## Text block
Natural Law and Natural Rights
Natural law
transformed into natural rights
The modern conception of natural
law as meaning or implying natural rights was elaborated primarily by
thinkers of the 17th and 18th centuries. The intellectual—and especially the scientific—achievements
of the 17th century (including the materialism of Hobbes, the rationalism
of Descartes and Leibniz, the pantheism of Spinoza, and the
empiricism of Bacon and Locke) encouraged a distinctly
modern belief in natural law and universal order and, during the 18th
century—the so-called Age of Enlightenment, inspired by a growing
confidence in human reason and in the perfectibility of human
affairs—led to the more comprehensive expression of this belief.
Particularly important were the writings of Locke, arguably the most important
natural-law theorist of modern times, and the works of the 18th-century
thinkers known as the philosophes, who, centred mainly in Paris,
included Montesquieu, Voltaire, and Jean-Jacques Rousseau. Locke
argued in detail, mainly in writings associated with the English Glorious
Revolution (1688–89), that certain rights self-evidently pertain to
individuals as human beings (because these rights existed in the hypothetical “state
of nature” before humankind entered civil society); that chief among them are
the rights to life, liberty (freedom from arbitrary rule), and
property; that, upon entering civil society, humankind surrendered to the
state—pursuant to a “social contract”—only the right to enforce these natural
rights and not the rights themselves; and that the state’s failure to secure
these rights gives rise to a right to responsible, popular revolution. The
philosophes, building on Locke and others and embracing many and varied
currents of thought with a common supreme faith in reason, vigorously attacked
religious and scientific dogmatism, intolerance, censorship, and social
and economic restraints. They sought to discover and act upon universally valid
principles governing nature, humanity, and society, including the inalienable
“rights of Man,” which they treated as a fundamental ethical and
social gospel.
John
Locke
John
Locke, oil on canvas by Herman Verelst, 1689; in the
National Portrait Gallery, London.
Not surprisingly,
this liberal intellectual ferment exerted a profound influence
in the Western world of the late 18th and early 19th centuries. Together with
the Glorious Revolution in England and the resulting Bill of Rights, it
provided the rationale for the wave of revolutionary agitation that swept the
West, most notably in North America and France. Thomas Jefferson, who had
studied Locke and Montesquieu, gave poetic eloquence to the plain prose of the
17th century in the Declaration
of Independence proclaimed by the 13 American colonies on July
4, 1776:
We hold these truths to
be self-evident, that all men are created equal, that they are endowed by their
Creator with certain unalienable Rights, that among
these are Life, Liberty and the Pursuit of Happiness.
Similarly,
the marquis de
Lafayette, who won the close friendship of George Washington and who
shared the hardships of the American Revolution, imitated the
pronouncements of the English and American revolutions in the Declaration of the Rights of
Man and of the Citizen of August 26, 1789, proclaiming that “men
are born and remain free and equal in rights” and that “the aim of every
political association is the preservation of the natural and imprescriptible
rights of man.”
In sum, the idea of
natural rights, forebear to the contemporary notion of human rights, played a
key role in late 18th- and early 19th-century struggles against political absolutism.

## Set task A
Collect every line of the records that contains the word "tail". Case counts.
The natural law passage and the records do not share a source.

## Records excerpted from a collection

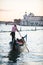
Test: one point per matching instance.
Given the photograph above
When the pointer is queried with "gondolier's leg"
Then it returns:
(13, 35)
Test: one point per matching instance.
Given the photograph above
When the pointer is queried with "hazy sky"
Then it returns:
(11, 9)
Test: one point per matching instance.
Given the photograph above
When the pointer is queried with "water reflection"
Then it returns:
(13, 55)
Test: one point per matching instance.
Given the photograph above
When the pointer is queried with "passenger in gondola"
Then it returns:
(14, 29)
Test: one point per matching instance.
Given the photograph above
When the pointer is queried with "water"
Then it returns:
(34, 43)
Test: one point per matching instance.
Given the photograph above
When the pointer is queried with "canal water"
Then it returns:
(34, 43)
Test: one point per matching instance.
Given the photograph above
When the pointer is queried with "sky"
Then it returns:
(15, 9)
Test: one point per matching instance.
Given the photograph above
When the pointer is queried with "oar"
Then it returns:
(25, 42)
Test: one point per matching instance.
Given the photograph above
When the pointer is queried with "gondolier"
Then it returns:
(14, 29)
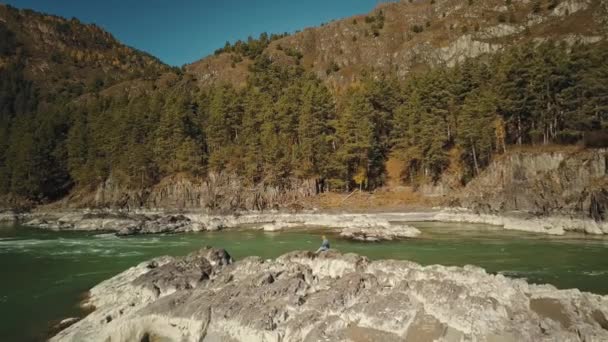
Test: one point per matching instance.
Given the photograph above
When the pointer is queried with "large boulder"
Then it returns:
(303, 296)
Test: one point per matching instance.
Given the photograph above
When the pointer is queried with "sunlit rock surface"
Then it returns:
(301, 296)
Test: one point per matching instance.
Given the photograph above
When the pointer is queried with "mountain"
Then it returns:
(407, 36)
(66, 58)
(427, 95)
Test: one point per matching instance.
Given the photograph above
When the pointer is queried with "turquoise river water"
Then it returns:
(45, 274)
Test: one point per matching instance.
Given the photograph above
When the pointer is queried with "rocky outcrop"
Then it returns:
(570, 184)
(217, 192)
(153, 222)
(301, 296)
(400, 36)
(373, 234)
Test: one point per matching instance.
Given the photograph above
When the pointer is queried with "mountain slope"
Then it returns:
(406, 36)
(67, 58)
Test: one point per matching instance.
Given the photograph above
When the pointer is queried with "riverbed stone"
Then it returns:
(303, 296)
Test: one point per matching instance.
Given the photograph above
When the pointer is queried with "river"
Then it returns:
(45, 274)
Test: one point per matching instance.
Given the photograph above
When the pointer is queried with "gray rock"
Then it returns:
(374, 234)
(302, 296)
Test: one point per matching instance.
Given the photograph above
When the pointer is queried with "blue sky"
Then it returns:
(182, 31)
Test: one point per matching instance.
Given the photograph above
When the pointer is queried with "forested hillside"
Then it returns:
(147, 123)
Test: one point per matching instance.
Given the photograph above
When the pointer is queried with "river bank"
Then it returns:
(160, 221)
(59, 266)
(301, 296)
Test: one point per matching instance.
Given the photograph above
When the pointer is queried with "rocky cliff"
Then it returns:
(573, 183)
(404, 36)
(301, 296)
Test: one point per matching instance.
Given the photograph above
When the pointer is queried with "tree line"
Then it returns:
(285, 123)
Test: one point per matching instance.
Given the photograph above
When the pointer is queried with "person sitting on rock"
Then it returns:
(324, 245)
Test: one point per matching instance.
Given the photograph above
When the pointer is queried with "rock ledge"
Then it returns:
(302, 296)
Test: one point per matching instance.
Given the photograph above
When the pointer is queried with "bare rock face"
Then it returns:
(218, 193)
(561, 183)
(302, 296)
(388, 233)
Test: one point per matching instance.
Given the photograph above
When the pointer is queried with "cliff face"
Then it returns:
(218, 193)
(567, 183)
(403, 37)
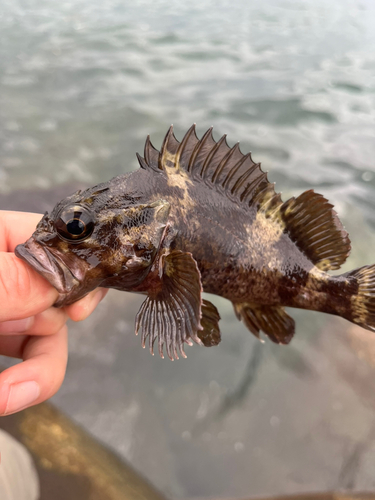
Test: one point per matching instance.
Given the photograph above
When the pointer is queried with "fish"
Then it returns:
(201, 216)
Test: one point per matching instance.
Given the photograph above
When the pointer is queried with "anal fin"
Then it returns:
(210, 335)
(272, 320)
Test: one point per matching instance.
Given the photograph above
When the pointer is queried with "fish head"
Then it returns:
(93, 239)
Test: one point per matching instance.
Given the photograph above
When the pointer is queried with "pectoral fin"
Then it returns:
(210, 335)
(172, 313)
(272, 320)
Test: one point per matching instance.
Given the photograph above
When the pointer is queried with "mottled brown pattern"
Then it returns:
(197, 216)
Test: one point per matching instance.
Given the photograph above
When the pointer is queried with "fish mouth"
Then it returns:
(48, 264)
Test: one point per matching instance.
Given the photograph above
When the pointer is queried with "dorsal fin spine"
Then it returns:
(223, 162)
(252, 186)
(233, 171)
(149, 149)
(241, 181)
(211, 155)
(142, 161)
(198, 147)
(183, 143)
(164, 147)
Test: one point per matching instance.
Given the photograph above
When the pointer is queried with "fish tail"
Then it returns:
(363, 298)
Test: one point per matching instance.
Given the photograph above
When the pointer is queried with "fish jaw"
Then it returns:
(51, 267)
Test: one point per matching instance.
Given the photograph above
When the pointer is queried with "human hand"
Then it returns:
(30, 328)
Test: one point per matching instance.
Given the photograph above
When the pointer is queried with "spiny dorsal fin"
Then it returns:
(316, 229)
(215, 163)
(309, 219)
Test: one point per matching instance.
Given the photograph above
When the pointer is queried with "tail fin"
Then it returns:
(363, 301)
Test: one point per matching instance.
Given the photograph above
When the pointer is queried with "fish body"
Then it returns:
(201, 216)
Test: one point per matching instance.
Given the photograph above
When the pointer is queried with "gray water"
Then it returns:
(81, 85)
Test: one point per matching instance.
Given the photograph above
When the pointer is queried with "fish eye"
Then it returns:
(75, 223)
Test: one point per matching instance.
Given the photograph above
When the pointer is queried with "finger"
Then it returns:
(23, 292)
(47, 322)
(38, 377)
(15, 228)
(81, 309)
(13, 345)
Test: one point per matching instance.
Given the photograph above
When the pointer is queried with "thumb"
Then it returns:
(23, 292)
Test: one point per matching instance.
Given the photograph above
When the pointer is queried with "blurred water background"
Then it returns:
(81, 85)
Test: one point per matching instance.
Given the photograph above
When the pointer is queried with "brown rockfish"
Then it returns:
(201, 216)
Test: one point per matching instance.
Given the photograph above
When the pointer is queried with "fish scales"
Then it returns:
(201, 216)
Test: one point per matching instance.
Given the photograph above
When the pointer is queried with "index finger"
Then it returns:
(15, 228)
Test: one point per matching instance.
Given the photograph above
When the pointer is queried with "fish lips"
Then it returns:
(49, 265)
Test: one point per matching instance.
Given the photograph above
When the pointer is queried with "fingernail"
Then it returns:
(16, 326)
(98, 297)
(21, 395)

## Set task B
Rewrite the natural law passage from "In sum, the" up to and including "against political absolutism.", changing "political absolutism" to "absolute monarchy".

## Correct answer A
When the pointer is queried with "fish tail"
When the pointer is queried with "tail fin"

## Correct answer B
In sum, the idea of
natural rights, forebear to the contemporary notion of human rights, played a
key role in late 18th- and early 19th-century struggles against absolute monarchy.